→ DEINE AUFGABE:
Beantworte diese Fragen zum Textauszug:
1. Wie viele persönliche Fürbitten kamen zusammen?
2. Woraus wurde 2023 die große Dornenkrone gebaut?
3. Was knoteten die Menschen an die Dornenkrone?

→ TEXTAUSZUG:
------
Die Möglichkeit zur Beteiligung kann jedoch auch ausufern, wie die Gruppe feststellen musste. „Wenn 150 persönliche Fürbitten zusammenkommen, dann sprengt das etwas den Rahmen“, erzählt Christina Brunner. Sie hätten sie alle vorgelesen, das sei ihnen wichtig gewesen, damit die Themen der Mitfeiernden laut wurden, aber das habe schon viel Zeit gebraucht. Weshalb sie im vergangenen Jahr und auch für dieses Jahr nach einer Form gesucht haben, in der Menschen ihre Not und ihre Klage aufschreiben und teilen können, aber sie nicht mehr alle vorgelesen werden. 2023 haben sie aus Stacheldraht eine große Dornenkrone gebaut, an die die Menschen bunte Bänder geknotet haben als Hoffnungszeichen.
------
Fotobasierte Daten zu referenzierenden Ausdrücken
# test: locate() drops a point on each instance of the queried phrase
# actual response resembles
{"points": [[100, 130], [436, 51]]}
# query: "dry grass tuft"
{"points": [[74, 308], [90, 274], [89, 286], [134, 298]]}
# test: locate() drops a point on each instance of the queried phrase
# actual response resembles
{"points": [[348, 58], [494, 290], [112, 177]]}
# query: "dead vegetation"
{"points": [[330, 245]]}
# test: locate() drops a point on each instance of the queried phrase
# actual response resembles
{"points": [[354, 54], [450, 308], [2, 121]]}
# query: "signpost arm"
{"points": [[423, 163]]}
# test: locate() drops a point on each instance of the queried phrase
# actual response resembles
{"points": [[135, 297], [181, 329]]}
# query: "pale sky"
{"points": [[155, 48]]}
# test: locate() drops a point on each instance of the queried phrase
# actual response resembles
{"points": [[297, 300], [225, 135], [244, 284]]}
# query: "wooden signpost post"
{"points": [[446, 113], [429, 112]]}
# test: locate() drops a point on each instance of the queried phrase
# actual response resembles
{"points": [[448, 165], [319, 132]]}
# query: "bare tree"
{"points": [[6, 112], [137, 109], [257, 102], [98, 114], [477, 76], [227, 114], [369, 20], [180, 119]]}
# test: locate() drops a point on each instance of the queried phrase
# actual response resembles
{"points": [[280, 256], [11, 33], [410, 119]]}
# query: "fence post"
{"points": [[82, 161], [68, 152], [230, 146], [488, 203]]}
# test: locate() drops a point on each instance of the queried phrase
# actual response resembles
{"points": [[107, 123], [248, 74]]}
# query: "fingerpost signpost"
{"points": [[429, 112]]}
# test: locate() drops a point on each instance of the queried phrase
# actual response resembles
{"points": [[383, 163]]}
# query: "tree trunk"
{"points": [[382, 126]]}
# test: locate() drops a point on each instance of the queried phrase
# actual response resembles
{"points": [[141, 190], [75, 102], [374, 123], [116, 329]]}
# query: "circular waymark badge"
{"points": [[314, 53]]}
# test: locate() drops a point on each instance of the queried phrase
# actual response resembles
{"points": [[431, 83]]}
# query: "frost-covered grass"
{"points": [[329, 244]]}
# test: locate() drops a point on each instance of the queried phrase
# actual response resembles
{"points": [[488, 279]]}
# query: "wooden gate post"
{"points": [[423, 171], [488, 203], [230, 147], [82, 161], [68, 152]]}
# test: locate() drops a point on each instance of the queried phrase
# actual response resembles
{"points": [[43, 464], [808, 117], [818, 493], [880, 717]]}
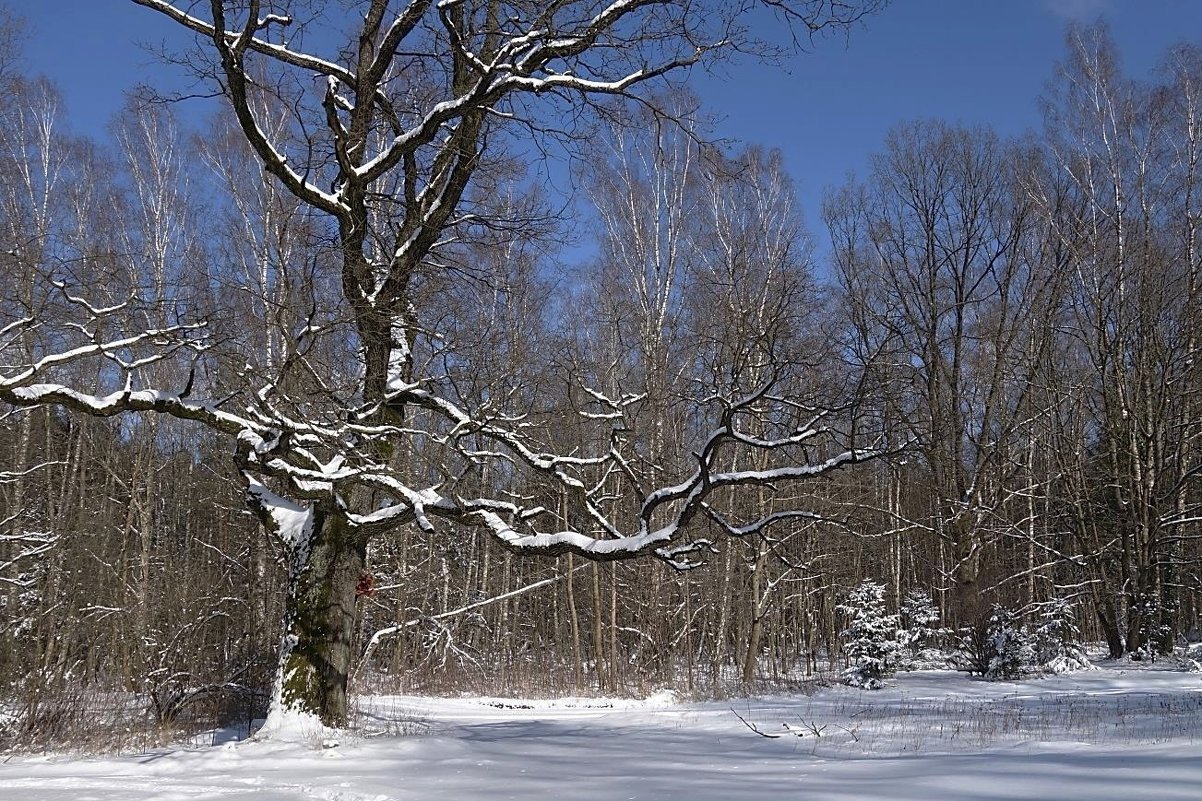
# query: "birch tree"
------
→ ANTWORT:
1. 150
2. Aus Stacheldraht
3. Bunte Bänder als Hoffnungszeichen